— START SOURCE —
DISTRICT COURT OF THE UNITED STATES FOR THE DISTRICT OF SOUTH CAROLINA SPARTANBURG DIVISION
Oct 16, 2018
Civil Action No. 7:17-cv-02337-TMC-JDA (D.S.C. Oct. 16, 2018)

Opinion

Civil Action No. 7:17-cv-02337-TMC-JDA

10-16-2018

Morgan Simmons, Plaintiff, v. Spartanburg County, Defendant.


REPORT AND RECOMMENDATION OF MAGISTRATE JUDGE

This matter is before the Court on Defendant's motion for summary judgment. [Doc. 44.] Plaintiff alleges race discrimination and retaliation claims pursuant to Title VII of the Civil Rights Act of 1964, as amended ("Title VII"). [Doc. 1.] Pursuant to the provisions of 28 U.S.C. § 636(b)(1)(A) and Local Civil Rule 73.02(B)(2)(g), D.S.C., all pretrial matters in employment discrimination cases are referred to a United States Magistrate Judge for consideration.

Plaintiff, proceeding pro se, filed this action on August 31, 2017. [Doc. 1.] On June 25, 2018, Defendant filed a motion for summary judgment. [Doc. 44.] Plaintiff filed a response in opposition on July 24, 2018 [Doc. 53], and Defendant filed a reply on July 31, 2018 [Doc. 55]. Accordingly, the motion for summary judgment is ripe for review.
— END SOURCE —
# BRIEF 1
Copy the entries word for word, starting at the line that contains "Objective — one dot on each instance of the potted" and ending at the last line of the entries.
The court report above has no connection to the entries that follow it.
— START EXERCISE INPUT —
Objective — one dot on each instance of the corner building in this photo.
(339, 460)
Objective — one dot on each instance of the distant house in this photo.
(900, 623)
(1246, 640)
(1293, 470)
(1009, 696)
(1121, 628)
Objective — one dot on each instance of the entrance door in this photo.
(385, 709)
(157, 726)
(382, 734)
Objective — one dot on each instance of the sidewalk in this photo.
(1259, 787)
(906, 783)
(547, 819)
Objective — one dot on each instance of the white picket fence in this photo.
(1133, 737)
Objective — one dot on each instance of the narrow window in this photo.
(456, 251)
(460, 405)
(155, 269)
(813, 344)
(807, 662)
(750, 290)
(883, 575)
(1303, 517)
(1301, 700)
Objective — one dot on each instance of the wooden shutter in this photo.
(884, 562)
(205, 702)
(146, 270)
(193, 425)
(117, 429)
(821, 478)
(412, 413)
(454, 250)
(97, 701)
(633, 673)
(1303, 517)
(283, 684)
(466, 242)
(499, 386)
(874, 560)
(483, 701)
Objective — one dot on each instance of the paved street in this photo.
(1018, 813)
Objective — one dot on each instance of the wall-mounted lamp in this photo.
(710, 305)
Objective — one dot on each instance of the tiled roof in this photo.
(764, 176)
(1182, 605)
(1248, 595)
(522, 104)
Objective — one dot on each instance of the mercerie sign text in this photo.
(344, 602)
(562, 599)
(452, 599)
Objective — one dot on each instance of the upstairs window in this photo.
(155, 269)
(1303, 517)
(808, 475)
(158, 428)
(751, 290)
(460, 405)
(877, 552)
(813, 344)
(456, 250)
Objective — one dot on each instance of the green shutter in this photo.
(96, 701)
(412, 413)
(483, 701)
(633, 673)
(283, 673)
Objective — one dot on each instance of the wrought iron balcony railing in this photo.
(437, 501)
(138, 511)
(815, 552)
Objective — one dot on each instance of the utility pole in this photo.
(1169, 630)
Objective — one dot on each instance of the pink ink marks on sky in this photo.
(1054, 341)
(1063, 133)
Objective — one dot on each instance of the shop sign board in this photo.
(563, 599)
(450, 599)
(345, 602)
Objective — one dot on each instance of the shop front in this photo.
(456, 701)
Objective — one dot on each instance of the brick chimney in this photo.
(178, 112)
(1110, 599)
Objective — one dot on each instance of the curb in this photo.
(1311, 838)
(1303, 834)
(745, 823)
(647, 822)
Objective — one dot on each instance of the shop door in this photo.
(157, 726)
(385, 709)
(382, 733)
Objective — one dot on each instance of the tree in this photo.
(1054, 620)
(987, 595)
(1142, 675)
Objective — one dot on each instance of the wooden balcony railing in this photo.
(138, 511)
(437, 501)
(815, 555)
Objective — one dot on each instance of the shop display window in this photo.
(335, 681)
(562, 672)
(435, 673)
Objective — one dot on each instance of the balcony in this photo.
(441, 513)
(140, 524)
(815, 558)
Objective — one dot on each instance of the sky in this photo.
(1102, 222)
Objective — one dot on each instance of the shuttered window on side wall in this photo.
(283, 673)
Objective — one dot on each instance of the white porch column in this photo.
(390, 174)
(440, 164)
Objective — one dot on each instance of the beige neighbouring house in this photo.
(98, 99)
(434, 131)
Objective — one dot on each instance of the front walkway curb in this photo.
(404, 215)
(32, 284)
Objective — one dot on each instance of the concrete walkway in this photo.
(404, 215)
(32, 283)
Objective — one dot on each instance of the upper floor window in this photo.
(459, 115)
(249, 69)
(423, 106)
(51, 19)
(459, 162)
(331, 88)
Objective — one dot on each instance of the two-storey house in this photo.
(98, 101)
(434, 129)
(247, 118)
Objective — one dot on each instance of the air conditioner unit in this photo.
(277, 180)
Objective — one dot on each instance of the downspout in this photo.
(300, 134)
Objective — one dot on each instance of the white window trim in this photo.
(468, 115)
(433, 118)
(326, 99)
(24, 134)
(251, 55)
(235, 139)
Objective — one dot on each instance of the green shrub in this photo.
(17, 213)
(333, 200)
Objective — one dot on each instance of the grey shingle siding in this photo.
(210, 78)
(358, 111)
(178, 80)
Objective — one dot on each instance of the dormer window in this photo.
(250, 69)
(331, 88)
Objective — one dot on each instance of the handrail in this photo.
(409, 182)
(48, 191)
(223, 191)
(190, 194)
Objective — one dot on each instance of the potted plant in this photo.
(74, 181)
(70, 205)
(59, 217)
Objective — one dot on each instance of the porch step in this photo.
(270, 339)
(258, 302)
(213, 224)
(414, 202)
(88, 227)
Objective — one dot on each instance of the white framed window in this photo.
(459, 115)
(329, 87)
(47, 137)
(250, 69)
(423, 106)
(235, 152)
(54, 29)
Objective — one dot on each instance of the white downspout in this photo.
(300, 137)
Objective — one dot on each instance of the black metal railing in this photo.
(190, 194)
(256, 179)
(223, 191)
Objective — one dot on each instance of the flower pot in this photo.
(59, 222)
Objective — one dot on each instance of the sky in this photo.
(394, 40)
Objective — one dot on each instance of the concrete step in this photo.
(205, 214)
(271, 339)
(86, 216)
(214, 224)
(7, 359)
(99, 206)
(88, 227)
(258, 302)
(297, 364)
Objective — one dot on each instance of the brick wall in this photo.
— END EXERCISE INPUT —
# BRIEF 2
Answer these questions from the court report.
(a) On what date did the plaintiff file this action?
(b) What document number is given for the defendant's reply?
(c) Under what law does the plaintiff bring the race discrimination and retaliation claims?

# COMPLETE OUTPUT 1
Objective — one dot on each instance of the potted plant in this photo.
(74, 181)
(70, 205)
(59, 217)
Objective — one dot on each instance of the porch step in this photo.
(270, 339)
(258, 302)
(213, 224)
(414, 202)
(88, 227)
Objective — one dot on each instance of the white framed window in this photo.
(459, 115)
(329, 87)
(47, 137)
(250, 69)
(423, 106)
(235, 152)
(54, 29)
Objective — one dot on each instance of the white downspout in this photo.
(300, 137)
Objective — one dot on each instance of the black metal railing in this photo.
(190, 194)
(256, 179)
(223, 191)
Objective — one dot on each instance of the flower pot in this photo.
(59, 222)
Objective — one dot on each instance of the sky in this photo.
(394, 40)
Objective — one dot on each instance of the concrete step in this photo.
(205, 214)
(271, 339)
(86, 216)
(214, 224)
(7, 359)
(99, 206)
(88, 227)
(258, 302)
(297, 364)
Objective — one dot on each instance of the brick wall in this photo.

# COMPLETE OUTPUT 2
(a) August 31, 2017
(b) Doc. 55
(c) Title VII of the Civil Rights Act of 1964, as amended